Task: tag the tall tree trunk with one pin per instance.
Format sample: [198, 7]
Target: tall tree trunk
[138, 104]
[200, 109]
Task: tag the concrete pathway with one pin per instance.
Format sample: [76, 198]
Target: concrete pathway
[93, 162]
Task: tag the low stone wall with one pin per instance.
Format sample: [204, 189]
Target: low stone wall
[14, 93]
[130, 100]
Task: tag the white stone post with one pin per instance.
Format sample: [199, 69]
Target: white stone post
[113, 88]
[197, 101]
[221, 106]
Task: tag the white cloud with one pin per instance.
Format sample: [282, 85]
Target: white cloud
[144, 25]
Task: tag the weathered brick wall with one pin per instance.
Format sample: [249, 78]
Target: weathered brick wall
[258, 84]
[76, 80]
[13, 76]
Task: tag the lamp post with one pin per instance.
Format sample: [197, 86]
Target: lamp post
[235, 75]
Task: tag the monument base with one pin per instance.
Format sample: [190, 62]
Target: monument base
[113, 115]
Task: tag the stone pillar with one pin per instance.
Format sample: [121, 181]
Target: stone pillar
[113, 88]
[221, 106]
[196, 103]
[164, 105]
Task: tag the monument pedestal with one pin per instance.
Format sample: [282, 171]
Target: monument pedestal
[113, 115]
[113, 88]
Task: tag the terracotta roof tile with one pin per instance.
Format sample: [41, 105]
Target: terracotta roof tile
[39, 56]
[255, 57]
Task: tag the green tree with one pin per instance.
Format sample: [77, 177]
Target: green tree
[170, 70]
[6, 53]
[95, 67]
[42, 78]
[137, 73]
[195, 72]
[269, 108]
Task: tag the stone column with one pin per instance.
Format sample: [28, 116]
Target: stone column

[WHAT IS EXPECTED]:
Copy out all the items above again, renaming "pin" to "point" wherever it appears and keeping everything else the same.

[RESULT OF THIS TASK]:
Task: tag the tall tree trunk with one point per instance.
Format sample: [198, 7]
Target: tall tree trunk
[138, 104]
[200, 109]
Task: tag the concrete pathway with one point per instance.
Format sample: [76, 198]
Target: concrete pathway
[93, 162]
Task: tag the low stone wall with one point per instance.
Format sample: [204, 189]
Target: low stone wall
[14, 93]
[130, 100]
Task: tag the white stone post with one point per instance.
Format sample: [199, 69]
Target: white stone post
[113, 88]
[197, 101]
[221, 106]
Task: tag the white cloud with one point per instance.
Format sample: [282, 85]
Target: white cloud
[144, 25]
Task: tag the weathered brick wall with one point per instance.
Format sample: [249, 78]
Target: weathered brick wall
[258, 84]
[76, 80]
[13, 76]
Task: tag the lamp post with one point per instance.
Format sample: [197, 86]
Target: lamp post
[235, 75]
Task: tag the monument base with one point per instance.
Format sample: [190, 62]
Target: monument base
[113, 115]
Task: tag the stone pillar with one point per instance.
Format sample: [121, 181]
Target: stone pillar
[113, 88]
[221, 106]
[196, 103]
[164, 105]
Task: tag the monument pedestal with one point per instance.
Format sample: [282, 171]
Target: monument pedestal
[113, 115]
[113, 88]
Task: tag the terracotta roof tile with one point per instance.
Format sample: [41, 105]
Target: terracotta roof tile
[39, 56]
[255, 57]
Task: tag the green tree with one point per instance.
Format sample: [77, 177]
Target: green tree
[170, 70]
[6, 53]
[95, 67]
[42, 78]
[137, 73]
[195, 72]
[269, 108]
Task: tag the stone column with one point per instance.
Format sample: [28, 116]
Target: stone column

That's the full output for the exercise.